▸ Deskripsi Latihan
Sebutkan setiap baris dalam catatan yang memuat kata "column". Huruf besar dan kecil dibedakan.
++++++++++
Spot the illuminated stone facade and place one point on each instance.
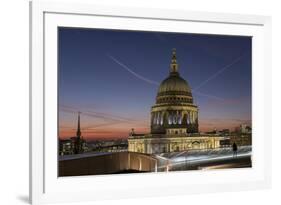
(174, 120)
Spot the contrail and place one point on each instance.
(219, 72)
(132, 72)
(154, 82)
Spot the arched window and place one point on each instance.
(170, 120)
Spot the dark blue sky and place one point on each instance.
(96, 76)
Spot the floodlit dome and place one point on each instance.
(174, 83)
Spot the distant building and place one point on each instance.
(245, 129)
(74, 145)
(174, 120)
++++++++++
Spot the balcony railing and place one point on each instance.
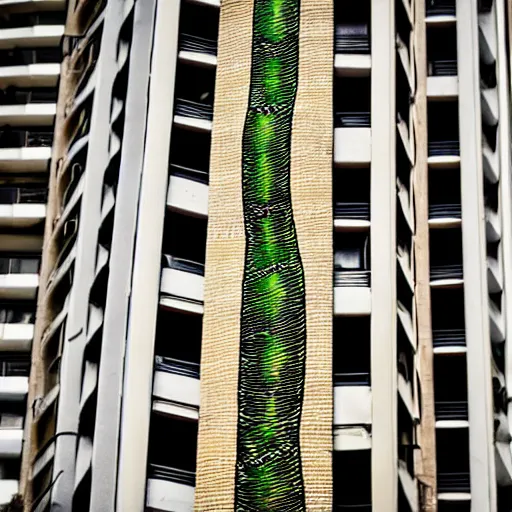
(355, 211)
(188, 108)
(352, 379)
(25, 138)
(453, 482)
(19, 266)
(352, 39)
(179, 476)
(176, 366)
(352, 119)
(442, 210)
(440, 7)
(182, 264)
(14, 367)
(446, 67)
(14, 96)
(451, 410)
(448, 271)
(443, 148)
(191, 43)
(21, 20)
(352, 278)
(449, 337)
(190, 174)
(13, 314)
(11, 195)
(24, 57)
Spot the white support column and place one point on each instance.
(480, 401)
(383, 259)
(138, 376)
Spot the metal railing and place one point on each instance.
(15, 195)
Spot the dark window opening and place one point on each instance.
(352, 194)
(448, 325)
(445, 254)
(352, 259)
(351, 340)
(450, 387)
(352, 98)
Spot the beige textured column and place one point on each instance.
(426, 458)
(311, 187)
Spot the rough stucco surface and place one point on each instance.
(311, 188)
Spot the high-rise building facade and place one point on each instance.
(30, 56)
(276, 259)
++++++++++
▸ Hasil Tugas
Spot the white support column and place one point on each instance.
Spot the beige textured column and place one point on each instance.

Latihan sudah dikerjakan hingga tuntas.